Recorded data:
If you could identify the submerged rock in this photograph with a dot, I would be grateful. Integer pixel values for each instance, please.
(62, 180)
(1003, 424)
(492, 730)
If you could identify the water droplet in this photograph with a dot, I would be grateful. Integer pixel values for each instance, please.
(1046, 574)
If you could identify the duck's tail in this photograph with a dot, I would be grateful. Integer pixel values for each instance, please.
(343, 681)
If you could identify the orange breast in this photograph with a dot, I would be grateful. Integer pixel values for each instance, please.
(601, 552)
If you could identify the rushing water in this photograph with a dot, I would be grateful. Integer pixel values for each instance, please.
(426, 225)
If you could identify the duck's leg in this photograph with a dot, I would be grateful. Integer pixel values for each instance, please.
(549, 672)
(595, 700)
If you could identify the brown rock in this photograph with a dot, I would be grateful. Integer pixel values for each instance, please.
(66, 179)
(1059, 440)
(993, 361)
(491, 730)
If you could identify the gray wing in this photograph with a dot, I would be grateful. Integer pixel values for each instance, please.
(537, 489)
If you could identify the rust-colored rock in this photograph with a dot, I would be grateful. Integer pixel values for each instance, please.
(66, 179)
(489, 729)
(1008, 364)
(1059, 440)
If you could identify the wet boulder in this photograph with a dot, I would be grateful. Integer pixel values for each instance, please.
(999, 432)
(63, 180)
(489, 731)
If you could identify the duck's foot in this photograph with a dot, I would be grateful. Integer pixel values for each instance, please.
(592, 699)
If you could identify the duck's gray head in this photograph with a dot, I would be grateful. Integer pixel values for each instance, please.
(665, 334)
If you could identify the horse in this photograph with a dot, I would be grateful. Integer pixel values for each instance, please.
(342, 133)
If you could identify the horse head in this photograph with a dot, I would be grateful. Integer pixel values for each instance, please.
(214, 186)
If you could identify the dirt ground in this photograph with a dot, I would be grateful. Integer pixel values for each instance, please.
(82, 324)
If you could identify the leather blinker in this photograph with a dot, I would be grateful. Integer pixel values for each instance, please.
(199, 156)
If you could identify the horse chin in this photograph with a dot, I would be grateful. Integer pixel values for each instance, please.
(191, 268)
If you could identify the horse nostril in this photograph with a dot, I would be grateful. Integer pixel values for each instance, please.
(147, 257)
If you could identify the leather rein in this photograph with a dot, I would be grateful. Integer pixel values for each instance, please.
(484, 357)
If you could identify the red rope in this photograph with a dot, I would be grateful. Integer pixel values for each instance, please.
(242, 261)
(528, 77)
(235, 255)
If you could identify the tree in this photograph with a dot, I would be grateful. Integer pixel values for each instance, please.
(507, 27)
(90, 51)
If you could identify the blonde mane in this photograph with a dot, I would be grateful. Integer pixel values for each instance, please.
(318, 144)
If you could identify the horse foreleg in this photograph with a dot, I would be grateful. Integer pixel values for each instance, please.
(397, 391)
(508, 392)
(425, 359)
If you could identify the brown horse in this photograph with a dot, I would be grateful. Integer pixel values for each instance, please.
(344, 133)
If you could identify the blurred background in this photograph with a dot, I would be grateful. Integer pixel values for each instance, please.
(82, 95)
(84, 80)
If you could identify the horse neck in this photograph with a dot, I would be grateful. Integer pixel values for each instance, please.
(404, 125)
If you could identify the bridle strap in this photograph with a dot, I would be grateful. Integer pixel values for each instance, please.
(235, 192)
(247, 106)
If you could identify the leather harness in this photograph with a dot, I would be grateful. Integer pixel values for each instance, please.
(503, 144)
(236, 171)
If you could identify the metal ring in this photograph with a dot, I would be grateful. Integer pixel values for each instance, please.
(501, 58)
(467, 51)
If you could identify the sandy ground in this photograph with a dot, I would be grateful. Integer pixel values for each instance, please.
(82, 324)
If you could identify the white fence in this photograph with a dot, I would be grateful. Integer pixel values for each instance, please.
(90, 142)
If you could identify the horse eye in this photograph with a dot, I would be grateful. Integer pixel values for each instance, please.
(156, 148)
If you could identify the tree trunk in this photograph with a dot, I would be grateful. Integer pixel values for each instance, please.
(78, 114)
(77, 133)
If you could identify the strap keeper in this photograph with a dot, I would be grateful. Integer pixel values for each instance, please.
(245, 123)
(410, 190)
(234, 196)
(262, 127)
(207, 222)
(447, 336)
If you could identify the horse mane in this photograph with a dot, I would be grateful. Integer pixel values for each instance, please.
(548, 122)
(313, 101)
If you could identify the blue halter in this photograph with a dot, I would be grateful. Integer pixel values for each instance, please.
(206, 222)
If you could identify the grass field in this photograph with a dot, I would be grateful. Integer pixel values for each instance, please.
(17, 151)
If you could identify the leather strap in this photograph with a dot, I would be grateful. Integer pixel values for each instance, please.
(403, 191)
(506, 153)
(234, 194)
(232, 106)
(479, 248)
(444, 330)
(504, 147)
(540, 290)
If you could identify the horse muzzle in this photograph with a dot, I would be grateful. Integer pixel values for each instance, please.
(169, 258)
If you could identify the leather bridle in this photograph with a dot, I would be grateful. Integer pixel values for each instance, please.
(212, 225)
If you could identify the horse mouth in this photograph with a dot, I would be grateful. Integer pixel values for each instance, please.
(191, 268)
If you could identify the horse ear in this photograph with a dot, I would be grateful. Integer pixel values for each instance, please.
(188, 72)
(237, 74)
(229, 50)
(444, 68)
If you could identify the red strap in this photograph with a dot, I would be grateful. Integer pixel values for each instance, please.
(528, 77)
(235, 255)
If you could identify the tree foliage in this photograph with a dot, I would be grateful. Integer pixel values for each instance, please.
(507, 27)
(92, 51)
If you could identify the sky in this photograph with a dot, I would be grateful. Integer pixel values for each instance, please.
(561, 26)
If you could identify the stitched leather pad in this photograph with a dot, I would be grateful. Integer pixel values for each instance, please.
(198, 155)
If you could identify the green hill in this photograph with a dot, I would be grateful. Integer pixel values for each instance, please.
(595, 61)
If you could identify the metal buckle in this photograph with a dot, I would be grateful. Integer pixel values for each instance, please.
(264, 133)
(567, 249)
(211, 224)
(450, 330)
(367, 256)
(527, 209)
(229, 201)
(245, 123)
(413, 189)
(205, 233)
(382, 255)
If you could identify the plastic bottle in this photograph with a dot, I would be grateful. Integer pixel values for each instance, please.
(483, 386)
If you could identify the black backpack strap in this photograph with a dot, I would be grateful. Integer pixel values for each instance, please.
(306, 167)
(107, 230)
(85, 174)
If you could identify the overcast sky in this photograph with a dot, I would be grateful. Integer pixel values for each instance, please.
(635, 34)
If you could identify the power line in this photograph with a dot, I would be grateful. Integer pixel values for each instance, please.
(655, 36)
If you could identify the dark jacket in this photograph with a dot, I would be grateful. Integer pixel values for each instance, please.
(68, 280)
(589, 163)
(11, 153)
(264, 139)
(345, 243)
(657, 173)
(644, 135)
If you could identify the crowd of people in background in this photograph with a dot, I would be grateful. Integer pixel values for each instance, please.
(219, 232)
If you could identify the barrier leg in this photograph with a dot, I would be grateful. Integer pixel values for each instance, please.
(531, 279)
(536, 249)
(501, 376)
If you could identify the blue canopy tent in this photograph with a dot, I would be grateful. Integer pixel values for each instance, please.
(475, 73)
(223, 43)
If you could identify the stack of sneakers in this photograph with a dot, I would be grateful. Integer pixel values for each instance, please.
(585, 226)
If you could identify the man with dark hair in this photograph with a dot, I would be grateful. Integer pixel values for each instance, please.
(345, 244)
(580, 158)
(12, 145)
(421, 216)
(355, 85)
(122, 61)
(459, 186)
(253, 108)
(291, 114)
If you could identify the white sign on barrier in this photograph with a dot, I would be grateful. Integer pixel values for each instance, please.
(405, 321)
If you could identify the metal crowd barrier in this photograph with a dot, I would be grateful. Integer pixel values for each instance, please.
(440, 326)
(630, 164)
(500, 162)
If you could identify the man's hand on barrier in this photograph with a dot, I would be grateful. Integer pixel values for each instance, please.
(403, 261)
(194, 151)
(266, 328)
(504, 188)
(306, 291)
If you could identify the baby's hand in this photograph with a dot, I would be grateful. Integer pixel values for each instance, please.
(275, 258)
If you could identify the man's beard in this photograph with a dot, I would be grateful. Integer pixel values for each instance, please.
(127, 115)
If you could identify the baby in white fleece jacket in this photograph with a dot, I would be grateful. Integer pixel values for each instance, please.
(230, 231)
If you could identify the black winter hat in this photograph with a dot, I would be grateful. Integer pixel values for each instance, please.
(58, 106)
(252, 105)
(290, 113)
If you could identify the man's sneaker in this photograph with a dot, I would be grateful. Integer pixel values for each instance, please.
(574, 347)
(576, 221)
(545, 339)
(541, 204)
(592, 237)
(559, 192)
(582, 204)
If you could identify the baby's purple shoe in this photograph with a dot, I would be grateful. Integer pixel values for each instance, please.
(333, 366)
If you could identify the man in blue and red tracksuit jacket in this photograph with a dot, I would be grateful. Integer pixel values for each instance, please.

Written task: Starting at the line with "If you could identify the white sign", copy every line up to and including the last one in the entries above.

Expected output:
If you could identify the white sign on barrier in this photograph with a dot, I would be grateful. Integer pixel values for each instance, please.
(405, 321)
If you could identify the metal crowd barrier in this photograph with a dot, I would be grateful. Integer pixel values for each instance, please.
(440, 326)
(630, 164)
(500, 162)
If you could identify the man's hand on barrier in this photograph with a dot, I would be grateful. Integer pixel values for each instance, please.
(403, 261)
(194, 151)
(266, 328)
(504, 188)
(306, 291)
If you could identify the baby's hand in this photograph with a dot, I would be grateful. Integer pixel values for each instance, please.
(275, 258)
If you could identify the man's beard in this photograph with a dot, I would be grateful. Integer pixel values for each instance, please.
(127, 115)
If you could identify the baby in white fleece jacket in this photograph with a dot, I would be grateful. Integer pixel values for each instance, please.
(230, 231)
If you could identify the black winter hat in this photograph with a dot, I would be grateful. Integer pixel values for each instance, please.
(58, 106)
(252, 105)
(290, 113)
If you could identify the man's sneaker in this photograph with a dot, I would be grateful. Integer pixel values for each instance, please.
(574, 347)
(576, 221)
(545, 339)
(541, 204)
(592, 237)
(559, 192)
(582, 204)
If you could identify the baby's purple shoe in this photograph with a dot, I would be grateful. Integer pixel values for each instance, please.
(333, 366)
If you could identify the man in blue and red tracksuit jacket in this photograph with a dot, I would be grateful. Integer pixel values for each instance, please.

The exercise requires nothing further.